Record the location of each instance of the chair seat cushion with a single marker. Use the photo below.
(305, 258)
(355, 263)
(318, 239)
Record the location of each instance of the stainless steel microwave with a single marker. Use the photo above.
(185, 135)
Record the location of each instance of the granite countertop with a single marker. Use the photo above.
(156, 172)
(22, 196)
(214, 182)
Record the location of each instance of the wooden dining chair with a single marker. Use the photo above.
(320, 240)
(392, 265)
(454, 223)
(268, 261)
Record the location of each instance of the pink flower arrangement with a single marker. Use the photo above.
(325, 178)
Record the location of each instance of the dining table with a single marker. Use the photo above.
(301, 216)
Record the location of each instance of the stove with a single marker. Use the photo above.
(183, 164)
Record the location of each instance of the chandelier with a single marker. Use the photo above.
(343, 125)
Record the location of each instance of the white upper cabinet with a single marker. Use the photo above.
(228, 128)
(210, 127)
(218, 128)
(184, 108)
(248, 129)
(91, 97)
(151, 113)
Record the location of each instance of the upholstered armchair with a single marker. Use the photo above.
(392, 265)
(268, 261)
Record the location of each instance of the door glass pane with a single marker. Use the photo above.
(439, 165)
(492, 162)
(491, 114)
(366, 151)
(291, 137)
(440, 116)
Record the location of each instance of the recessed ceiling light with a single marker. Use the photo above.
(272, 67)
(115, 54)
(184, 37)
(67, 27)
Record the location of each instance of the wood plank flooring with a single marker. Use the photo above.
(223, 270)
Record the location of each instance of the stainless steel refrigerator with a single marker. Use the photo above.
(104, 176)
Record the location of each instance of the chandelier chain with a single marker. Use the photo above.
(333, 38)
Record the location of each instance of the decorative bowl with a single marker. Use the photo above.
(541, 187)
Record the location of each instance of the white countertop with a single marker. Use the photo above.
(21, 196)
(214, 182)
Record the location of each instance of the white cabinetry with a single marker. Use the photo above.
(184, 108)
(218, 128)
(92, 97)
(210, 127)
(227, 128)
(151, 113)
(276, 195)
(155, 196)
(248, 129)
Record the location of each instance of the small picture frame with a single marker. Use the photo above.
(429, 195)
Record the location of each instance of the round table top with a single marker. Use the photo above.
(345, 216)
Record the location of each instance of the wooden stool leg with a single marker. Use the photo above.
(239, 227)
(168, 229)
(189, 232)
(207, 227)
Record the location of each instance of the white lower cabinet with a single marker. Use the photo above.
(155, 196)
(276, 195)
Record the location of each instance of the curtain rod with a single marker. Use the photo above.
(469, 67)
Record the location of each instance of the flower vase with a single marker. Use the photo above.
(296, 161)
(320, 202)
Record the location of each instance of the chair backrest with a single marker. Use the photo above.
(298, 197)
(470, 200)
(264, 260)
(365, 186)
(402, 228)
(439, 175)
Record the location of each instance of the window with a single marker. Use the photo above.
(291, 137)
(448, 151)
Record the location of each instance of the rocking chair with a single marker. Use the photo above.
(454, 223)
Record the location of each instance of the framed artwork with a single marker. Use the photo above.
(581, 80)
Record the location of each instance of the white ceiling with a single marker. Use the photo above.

Task brief:
Set down the entries above again, word for word.

Response below:
Record the location of each instance of the chair seat cushion with a single marker. Use the photo below.
(305, 258)
(355, 263)
(318, 239)
Record the location of each instance of the stainless steel microwave with a single marker. Use the photo above.
(185, 135)
Record the location of each instance of the granite countertop with a single marker. Use the photo above.
(156, 172)
(22, 196)
(214, 182)
Record the location of each instance of the wooden dining chair with a single marker. Use the photo above.
(320, 240)
(392, 265)
(454, 223)
(268, 261)
Record the location of each instance of the pink flower arrangement with a single marker. Use the photo above.
(325, 178)
Record the location of each instance of the dining table with a single marker. Use the photo above.
(301, 216)
Record the location of each instance of the stove with a single marker. Use the photo above.
(183, 164)
Record the location of each instance of the chandelier with a single marker. Use the photo above.
(343, 125)
Record the location of each instance of the white upper cabinet with a single marker. Use the photo above.
(228, 128)
(210, 127)
(218, 128)
(184, 108)
(248, 129)
(91, 97)
(151, 113)
Record the location of each instance of the upholstered armchair with a single marker. Use the photo above.
(392, 265)
(268, 261)
Record the location of each instance of the door glass pane with a single marker. Use the photo above.
(439, 165)
(492, 162)
(491, 114)
(366, 151)
(291, 137)
(440, 116)
Record the location of each instance of the recessed ceiling light with a single marker. Use the photo above.
(272, 67)
(115, 54)
(184, 37)
(67, 27)
Record the location of each instance of the wood plank flooring with a single marker. Use the photo above.
(223, 270)
Record the location of each instance of the stainless steel refrigerator with a single marker. Use the photo above.
(104, 176)
Record the location of each instance of the chandelier chain with a single marker. Use the photo above.
(333, 38)
Record the location of each instance of the decorative bowl with a single marker. Use the photo above.
(541, 187)
Record the location of each instance of the white countertop with a single marker. Use the photo above.
(21, 196)
(214, 182)
Record the location of each instance of the white cabinetry with a single marker. Use the photo above.
(184, 108)
(218, 128)
(92, 97)
(210, 127)
(227, 128)
(151, 113)
(276, 195)
(155, 196)
(248, 129)
Record the location of each instance of the small picture frame with a single marker. Use the photo above.
(429, 195)
Record the location of each instance of the round table top with a single marker. Use the photo above.
(345, 216)
Record the location of each instance of the wooden stool leg with a single marker. Use the photo above.
(239, 227)
(168, 229)
(189, 232)
(207, 227)
Record the location of each instance of the white lower cabinet with a single marker. Use the photo above.
(155, 196)
(276, 195)
Record the location of each instance of the curtain rod with a single marker. Use the photo above.
(469, 67)
Record the location of each instance of the flower vase with a single marker. Use the photo above.
(296, 161)
(320, 202)
Record the location of each instance of the chair backrest with a single marker. Use the photo above.
(298, 197)
(470, 200)
(264, 260)
(365, 186)
(402, 228)
(439, 175)
Record the location of each instance of the window with a single marker. Use the photo above.
(291, 137)
(448, 151)
Record the location of each instance of the rocking chair with a single marker. Use the photo above.
(454, 223)
Record the location of each instance of the framed artwork with a single marker. Use the photo above.
(581, 80)
Record the location of each instance of the white ceiling with a single marker. Use the photo above.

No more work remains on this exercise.